EXERCISE PROMPT:
Locate every line in the listing that contains the word "pillar" and copy each one. Case counts.

DATA TO PROCESS:
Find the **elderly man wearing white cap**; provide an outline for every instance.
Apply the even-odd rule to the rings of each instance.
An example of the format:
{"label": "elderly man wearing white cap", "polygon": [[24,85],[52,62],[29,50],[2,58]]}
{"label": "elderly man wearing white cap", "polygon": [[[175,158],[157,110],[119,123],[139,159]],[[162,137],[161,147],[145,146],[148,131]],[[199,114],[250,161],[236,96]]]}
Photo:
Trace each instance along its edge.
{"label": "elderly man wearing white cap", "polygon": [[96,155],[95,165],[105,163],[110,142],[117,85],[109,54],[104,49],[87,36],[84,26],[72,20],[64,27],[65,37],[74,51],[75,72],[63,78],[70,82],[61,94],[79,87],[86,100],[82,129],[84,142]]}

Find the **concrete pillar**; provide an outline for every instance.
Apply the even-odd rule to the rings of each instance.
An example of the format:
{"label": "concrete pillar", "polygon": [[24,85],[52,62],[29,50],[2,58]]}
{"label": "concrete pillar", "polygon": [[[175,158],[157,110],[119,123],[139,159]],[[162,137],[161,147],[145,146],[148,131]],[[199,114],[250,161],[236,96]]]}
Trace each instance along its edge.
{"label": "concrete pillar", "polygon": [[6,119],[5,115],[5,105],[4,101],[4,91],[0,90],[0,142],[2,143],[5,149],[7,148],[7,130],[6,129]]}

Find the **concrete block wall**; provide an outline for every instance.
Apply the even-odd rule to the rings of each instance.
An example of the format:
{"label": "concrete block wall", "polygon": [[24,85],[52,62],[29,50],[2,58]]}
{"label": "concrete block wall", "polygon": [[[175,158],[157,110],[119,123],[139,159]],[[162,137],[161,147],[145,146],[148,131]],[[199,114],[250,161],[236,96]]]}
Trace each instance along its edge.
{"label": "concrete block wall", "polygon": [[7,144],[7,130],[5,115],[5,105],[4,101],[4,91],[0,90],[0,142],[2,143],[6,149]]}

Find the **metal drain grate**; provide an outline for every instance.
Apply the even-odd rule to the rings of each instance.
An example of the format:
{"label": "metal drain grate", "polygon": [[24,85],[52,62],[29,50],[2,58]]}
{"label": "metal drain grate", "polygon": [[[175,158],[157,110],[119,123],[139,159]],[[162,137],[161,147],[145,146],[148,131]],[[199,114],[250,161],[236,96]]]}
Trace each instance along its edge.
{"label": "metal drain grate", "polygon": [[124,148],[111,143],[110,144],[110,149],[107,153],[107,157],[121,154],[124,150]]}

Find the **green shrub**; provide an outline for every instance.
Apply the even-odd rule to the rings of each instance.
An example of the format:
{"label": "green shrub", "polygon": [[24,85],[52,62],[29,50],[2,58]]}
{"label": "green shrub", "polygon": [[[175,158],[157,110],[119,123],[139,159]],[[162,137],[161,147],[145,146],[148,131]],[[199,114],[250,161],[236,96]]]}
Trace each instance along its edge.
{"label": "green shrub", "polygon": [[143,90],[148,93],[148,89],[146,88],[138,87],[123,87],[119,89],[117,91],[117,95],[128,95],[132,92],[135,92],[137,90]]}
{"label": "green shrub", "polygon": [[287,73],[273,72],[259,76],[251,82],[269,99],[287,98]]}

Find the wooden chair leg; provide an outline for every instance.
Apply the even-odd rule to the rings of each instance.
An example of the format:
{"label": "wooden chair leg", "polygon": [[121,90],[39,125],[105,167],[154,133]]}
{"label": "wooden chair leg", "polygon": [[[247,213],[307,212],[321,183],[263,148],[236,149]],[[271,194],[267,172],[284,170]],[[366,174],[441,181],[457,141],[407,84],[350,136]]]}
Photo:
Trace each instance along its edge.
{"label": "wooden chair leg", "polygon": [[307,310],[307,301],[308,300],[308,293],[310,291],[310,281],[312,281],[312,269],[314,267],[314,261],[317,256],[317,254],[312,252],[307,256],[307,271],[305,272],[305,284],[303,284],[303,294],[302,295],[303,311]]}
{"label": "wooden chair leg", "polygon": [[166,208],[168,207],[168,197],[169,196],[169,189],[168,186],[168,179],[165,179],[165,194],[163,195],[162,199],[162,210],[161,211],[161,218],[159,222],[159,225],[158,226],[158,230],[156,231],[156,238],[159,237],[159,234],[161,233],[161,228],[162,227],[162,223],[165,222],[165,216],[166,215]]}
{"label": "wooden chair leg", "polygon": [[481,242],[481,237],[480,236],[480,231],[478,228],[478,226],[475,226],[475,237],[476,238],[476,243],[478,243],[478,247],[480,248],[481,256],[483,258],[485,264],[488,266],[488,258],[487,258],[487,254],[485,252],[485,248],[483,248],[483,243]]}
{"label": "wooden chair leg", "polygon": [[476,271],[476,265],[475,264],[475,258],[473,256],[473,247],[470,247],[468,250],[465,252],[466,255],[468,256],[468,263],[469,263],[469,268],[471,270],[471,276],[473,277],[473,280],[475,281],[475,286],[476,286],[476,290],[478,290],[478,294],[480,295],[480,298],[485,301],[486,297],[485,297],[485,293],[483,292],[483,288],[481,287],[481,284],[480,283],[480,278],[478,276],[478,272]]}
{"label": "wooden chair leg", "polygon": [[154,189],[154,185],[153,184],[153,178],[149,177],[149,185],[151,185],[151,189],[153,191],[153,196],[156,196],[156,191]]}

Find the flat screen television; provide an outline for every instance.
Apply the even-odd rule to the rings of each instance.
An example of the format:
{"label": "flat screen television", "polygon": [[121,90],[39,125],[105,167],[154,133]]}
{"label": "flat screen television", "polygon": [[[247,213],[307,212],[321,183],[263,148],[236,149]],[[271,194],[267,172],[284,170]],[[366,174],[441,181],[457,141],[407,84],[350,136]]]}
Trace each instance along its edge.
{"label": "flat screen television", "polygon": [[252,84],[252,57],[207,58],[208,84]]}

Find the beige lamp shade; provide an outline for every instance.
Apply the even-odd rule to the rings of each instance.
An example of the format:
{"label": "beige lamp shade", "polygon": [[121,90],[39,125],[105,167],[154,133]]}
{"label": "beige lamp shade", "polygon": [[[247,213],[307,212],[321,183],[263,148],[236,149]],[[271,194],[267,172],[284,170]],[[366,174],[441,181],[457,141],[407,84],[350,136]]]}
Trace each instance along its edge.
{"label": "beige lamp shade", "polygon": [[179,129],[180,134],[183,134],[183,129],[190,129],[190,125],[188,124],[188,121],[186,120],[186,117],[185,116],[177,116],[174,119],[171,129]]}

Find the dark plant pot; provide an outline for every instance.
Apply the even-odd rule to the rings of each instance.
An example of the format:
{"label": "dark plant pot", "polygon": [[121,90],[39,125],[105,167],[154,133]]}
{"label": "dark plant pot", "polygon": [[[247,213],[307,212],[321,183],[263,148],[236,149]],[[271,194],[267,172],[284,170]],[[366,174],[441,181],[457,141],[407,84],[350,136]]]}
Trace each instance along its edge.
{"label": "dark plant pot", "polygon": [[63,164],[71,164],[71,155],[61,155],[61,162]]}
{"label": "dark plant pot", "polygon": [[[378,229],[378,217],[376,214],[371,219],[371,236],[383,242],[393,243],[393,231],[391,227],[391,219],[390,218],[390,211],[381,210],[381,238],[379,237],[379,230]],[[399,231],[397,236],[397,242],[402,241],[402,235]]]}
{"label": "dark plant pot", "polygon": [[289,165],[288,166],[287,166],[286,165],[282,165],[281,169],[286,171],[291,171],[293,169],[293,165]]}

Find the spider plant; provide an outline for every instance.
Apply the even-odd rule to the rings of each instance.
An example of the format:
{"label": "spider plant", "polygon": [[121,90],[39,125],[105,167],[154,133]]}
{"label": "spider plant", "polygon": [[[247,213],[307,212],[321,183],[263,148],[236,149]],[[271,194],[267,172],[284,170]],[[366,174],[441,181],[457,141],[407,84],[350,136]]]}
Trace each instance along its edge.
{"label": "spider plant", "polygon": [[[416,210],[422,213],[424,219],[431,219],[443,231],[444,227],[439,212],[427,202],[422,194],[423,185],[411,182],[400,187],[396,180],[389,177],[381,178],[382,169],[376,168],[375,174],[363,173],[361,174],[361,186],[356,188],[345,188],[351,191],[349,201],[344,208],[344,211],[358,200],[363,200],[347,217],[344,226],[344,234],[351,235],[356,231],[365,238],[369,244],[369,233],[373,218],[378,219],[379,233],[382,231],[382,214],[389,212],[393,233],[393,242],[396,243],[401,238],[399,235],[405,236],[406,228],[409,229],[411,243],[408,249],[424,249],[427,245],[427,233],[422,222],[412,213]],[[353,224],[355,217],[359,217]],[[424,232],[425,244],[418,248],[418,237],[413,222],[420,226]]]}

RESULT OF THIS TASK:
Find the **concrete pillar**; provide an outline for every instance.
{"label": "concrete pillar", "polygon": [[24,85],[52,62],[29,50],[2,58]]}
{"label": "concrete pillar", "polygon": [[[175,158],[157,110],[119,123],[139,159]],[[162,137],[161,147],[145,146],[148,131]],[[199,114],[250,161],[236,96]]]}
{"label": "concrete pillar", "polygon": [[6,119],[5,115],[5,105],[4,101],[4,91],[0,90],[0,142],[2,143],[5,149],[7,148],[7,130],[6,129]]}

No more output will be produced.